--- START Document segment ---

Sea World Management Pty Ltd v Gold Coast City Council
[2011] QPEC 33
•04/03/2011
[2011] QPEC 33
PLANNING AND ENVIRONMENT COURT
JUDGE ROBIN QC
P & E Application No 4007 of 2010
| SEA WORLD MANAGEMENT PTY LTD (ACN 006 841 470) & ORS | Applicants |
| and | |
| GOLD COAST CITY COUNCIL | Respondent |
BRISBANE
..DATE 04/03/2011
CATCHWORDS
Sustainable Planning Act 2009 s 456(1)(b) Acts Interpretation Act 1954 s 14(2)
In Council planning scheme, preservation of development rights from a historical "special facilities" zoning depended on a site being identified with the notation "Refer to Part 10, Division 3" - applicant's site was treated as a "Domain" until May 2009, then as within the Oxenford Local Area Plan - the preserving provisions appeared under headings "notation on domain maps" and “notation on LAP maps" - the site both before and from May 2009 had the notation in the domain maps, but never on the LAP maps - Council's contention that the headings controlled the following provisions, so that applicant lost its rights, rejected.
HIS HONOUR: In the respondent Council's planning scheme in Part 5, Domains, chapter 2 is section 9.0 with the heading, "Notation on the Domain maps" and the following content: "Where a lot is identified with the notation 'refer to Part 10, Division 3', then section A and B of the Table of Development for the Domain applying to the lot must be read subject to this clause and Part 10, Division 3 of this planning scheme.

--- END Document segment ---
--- START Data provided ---

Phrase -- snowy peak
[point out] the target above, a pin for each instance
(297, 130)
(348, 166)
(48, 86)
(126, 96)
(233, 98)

--- END Data provided ---

Instruction: Extract the stretch of the court judgment from "Sea World Management Pty Ltd v" through "1954 s 14(2)", copying it word for word.

Output of the task:
Sea World Management Pty Ltd v Gold Coast City Council
[2011] QPEC 33
•04/03/2011
[2011] QPEC 33
PLANNING AND ENVIRONMENT COURT
JUDGE ROBIN QC
P & E Application No 4007 of 2010
| SEA WORLD MANAGEMENT PTY LTD (ACN 006 841 470) & ORS | Applicants |
| and | |
| GOLD COAST CITY COUNCIL | Respondent |
BRISBANE
..DATE 04/03/2011
CATCHWORDS
Sustainable Planning Act 2009 s 456(1)(b) Acts Interpretation Act 1954 s 14(2)